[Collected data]
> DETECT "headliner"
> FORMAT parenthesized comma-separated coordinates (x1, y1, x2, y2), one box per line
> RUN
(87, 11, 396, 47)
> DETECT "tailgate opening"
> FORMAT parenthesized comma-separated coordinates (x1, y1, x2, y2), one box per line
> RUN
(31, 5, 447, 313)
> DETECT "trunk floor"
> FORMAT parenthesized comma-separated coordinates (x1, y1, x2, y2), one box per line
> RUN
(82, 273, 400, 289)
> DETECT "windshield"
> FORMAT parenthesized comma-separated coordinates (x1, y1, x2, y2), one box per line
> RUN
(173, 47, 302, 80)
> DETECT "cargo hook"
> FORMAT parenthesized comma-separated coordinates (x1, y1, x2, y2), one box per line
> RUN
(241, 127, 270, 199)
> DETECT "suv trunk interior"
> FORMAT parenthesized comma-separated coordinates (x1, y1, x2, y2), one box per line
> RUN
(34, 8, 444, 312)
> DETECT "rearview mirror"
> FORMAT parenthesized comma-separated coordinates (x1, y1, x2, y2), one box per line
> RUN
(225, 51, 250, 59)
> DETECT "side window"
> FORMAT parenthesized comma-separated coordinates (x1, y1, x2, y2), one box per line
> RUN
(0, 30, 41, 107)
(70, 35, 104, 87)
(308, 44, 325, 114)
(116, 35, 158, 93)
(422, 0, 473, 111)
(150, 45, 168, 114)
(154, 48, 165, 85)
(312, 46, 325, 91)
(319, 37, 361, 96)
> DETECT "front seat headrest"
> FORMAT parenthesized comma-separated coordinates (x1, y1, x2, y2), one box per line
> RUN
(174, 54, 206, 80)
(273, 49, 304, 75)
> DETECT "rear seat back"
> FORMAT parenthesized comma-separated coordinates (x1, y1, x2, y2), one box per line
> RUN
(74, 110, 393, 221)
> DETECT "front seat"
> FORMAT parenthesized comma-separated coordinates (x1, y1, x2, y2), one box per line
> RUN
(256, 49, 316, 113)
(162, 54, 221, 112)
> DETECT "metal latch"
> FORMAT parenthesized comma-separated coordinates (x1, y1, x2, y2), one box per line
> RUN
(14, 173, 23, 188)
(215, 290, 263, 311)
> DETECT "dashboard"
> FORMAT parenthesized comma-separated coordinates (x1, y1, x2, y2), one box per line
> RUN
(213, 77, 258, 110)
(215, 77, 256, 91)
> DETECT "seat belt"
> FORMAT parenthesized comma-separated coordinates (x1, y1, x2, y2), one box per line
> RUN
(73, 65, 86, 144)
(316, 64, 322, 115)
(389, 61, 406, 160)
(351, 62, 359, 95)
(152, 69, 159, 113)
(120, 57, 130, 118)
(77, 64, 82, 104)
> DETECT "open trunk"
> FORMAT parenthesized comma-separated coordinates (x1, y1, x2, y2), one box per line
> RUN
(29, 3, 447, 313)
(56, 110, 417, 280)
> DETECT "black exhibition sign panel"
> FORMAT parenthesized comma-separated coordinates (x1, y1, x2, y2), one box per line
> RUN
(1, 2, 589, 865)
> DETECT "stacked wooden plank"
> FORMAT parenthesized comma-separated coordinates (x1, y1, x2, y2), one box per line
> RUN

_What you should do_. For each line above that includes "front", copy the line.

_Answer_.
> DETECT "front seat headrest"
> DETECT "front seat"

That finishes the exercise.